(Point annotation records)
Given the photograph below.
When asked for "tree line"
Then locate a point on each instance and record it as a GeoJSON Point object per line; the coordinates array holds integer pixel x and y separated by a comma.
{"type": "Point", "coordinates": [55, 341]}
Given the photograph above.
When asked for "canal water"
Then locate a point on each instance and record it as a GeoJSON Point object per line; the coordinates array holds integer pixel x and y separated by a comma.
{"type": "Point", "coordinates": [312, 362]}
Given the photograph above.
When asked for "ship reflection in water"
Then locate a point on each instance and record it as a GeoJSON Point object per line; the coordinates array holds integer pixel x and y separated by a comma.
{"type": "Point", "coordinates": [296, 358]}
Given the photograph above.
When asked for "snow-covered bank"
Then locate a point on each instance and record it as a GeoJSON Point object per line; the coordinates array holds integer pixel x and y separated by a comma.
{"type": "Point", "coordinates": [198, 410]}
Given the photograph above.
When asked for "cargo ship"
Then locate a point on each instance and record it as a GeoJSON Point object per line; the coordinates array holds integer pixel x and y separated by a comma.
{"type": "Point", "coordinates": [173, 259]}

### [TASK DIRECTIONS]
Find every line in the records that contains the word "When" and copy each one. Match case exactly.

### [THE OUTPUT]
When asked for "tree line"
When asked for "canal water"
When asked for "ship reflection in water"
When asked for "snow-covered bank"
When asked for "cargo ship"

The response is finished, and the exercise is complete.